LISTED RECORDS
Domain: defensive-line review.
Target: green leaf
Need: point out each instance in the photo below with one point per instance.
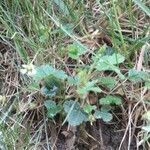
(108, 100)
(73, 80)
(49, 92)
(138, 76)
(88, 108)
(142, 6)
(52, 108)
(75, 115)
(109, 82)
(46, 70)
(51, 86)
(90, 86)
(104, 115)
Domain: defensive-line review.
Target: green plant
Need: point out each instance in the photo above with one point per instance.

ABOUT THIS EXERCISE
All of the entries above are to be restated word for word, minus the images.

ANSWER TO THIS PROBLEM
Domain: defensive-line review.
Target: green leaf
Need: point out each instance in the photo below with one point per instance.
(108, 100)
(73, 80)
(49, 92)
(138, 76)
(88, 108)
(142, 6)
(52, 108)
(75, 115)
(109, 82)
(46, 70)
(51, 86)
(90, 86)
(104, 115)
Domain: defensive-line review.
Target: green plant
Need: point out each instance in the photo above with one point per instance.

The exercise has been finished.